** DATA FOR THIS TASK follows **
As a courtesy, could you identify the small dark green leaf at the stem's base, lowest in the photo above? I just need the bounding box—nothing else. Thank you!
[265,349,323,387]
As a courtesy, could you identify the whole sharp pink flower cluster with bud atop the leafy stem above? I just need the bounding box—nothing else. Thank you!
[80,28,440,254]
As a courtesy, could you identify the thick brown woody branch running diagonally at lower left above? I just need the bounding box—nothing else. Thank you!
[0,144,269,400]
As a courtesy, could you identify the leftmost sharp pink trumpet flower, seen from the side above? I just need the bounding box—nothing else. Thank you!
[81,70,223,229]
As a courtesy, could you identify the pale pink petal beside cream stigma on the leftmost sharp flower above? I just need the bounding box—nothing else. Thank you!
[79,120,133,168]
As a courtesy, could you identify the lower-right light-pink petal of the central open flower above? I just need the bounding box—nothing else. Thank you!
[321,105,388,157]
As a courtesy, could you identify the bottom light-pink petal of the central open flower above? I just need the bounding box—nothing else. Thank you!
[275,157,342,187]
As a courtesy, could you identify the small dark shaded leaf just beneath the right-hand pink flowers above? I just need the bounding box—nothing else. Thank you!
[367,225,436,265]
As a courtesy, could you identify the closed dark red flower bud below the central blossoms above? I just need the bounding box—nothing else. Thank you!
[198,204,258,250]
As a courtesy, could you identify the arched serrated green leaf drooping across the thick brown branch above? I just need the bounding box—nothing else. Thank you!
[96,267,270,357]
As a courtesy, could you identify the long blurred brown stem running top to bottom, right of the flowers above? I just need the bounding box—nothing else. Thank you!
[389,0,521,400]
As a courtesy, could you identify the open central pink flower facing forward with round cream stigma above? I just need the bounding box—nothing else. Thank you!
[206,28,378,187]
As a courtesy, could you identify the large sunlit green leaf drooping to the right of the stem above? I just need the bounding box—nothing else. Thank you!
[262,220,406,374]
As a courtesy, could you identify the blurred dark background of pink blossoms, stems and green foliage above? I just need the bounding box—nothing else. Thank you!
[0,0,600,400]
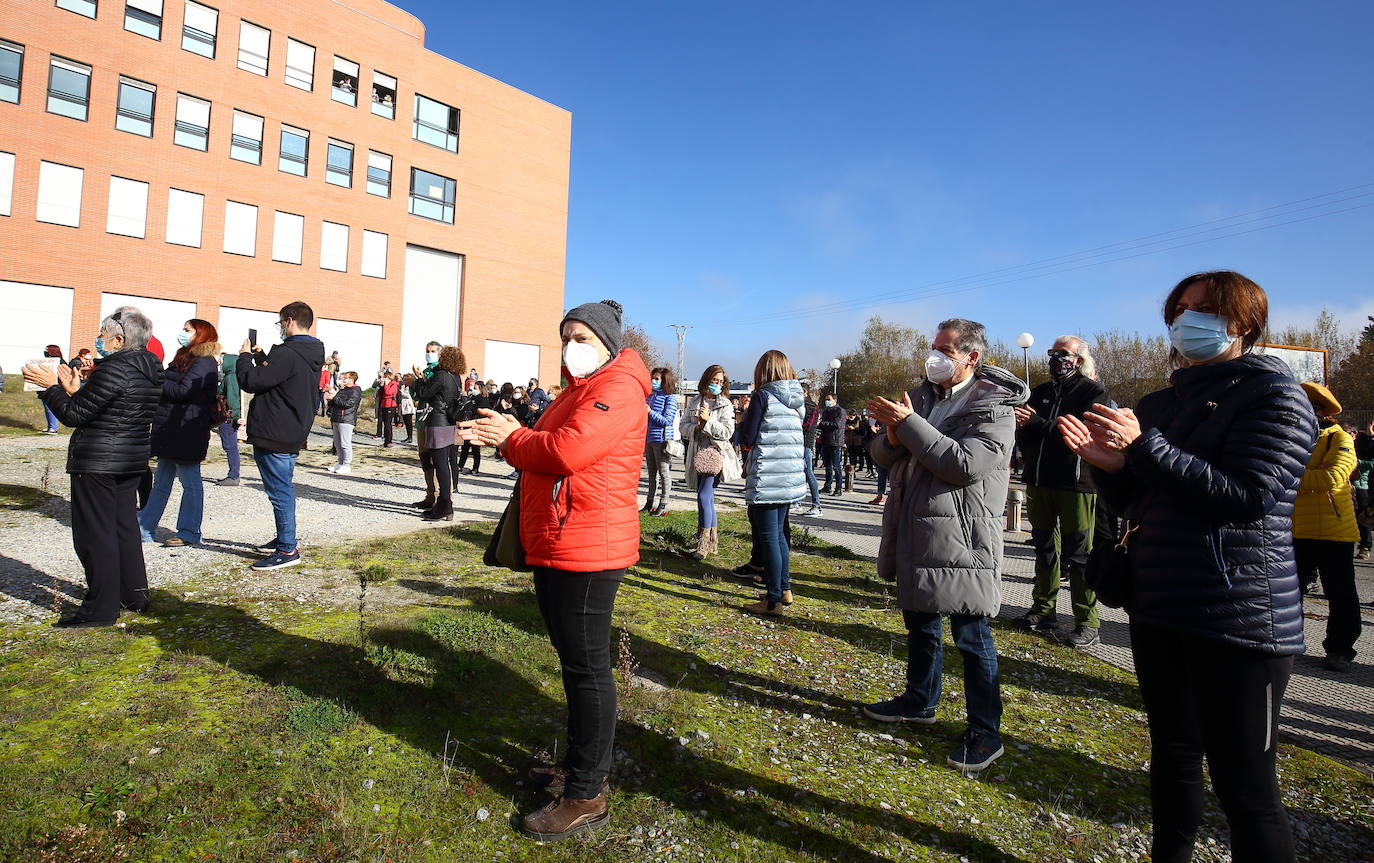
** End of DATA FOR THIS TASK **
▶ [TASK DESCRIPTION] Set down the records in full and exactly. Do not carry over any image.

▶ [ANSWER SPACE]
As a courtesy, could you identify the small dark green leaf at the stem's base, lowest in the photo above? I just need the bounding box—nothing else. Thank you!
[265,349,323,387]
As a courtesy, could you identify the whole sharp pink flower cluster with bud atop the leafy stem above? I just need the bounding box—nothing else. Thank you!
[80,28,440,254]
As a courtesy, could you identify the thick brown woody branch running diagonally at lower left above? I just need the bounding box—nothing else. Thank you!
[0,144,269,400]
As a courtesy, could you identify the leftmost sharp pink trumpet flower, seen from the side above? I just need the bounding box—nothing else. Thank you!
[81,70,223,229]
As a courtesy, could you identify the pale pink petal beside cream stigma on the leftmost sharp flower above? I just need the bounding box—nothing else. Thank you!
[79,120,133,168]
As a courtesy, could you identify the lower-right light-pink petal of the central open flower above? I just need the bounding box—nothing else. Thank you!
[321,105,388,157]
As a courtesy, could you identify the bottom light-pink petal of the central open flower above? I just need the bounding box—nothing else. Thank you!
[275,157,342,187]
As a courtesy, could you identify the small dark shaded leaf just beneath the right-hand pink flowers above? I just need the bounding box—nothing else. Thank you!
[367,225,436,265]
As a courtesy, could you identify the closed dark red flower bud below the central blossoms above? I just need the bounding box—nothing else. Thank you!
[198,204,258,250]
As a courtesy, could you identify the arched serrated green leaf drooping across the thick brown branch above? I just need the bounding box—nothing else. Thank you!
[96,267,270,357]
As a courtesy, could you identify the long blurred brown stem running top to bottom, right of the flowers above? I just need the bounding box—nothing else. Thank you!
[389,0,521,400]
As a courtesy, could you identify the open central pink flower facing forward with round cream stigma above? I just need the bounding box—nothing else. Thank you!
[206,28,378,187]
As a courtesy, could you identify the large sunlit green leaf drooping to the right of the stem above? I just need the bounding box—nothing else. Thank you!
[262,220,406,374]
As a courtesy, could you identify the blurred dark background of pink blossoms, stems and green foliage above? I just need the bounding box—nothing else. Thank you!
[0,0,600,400]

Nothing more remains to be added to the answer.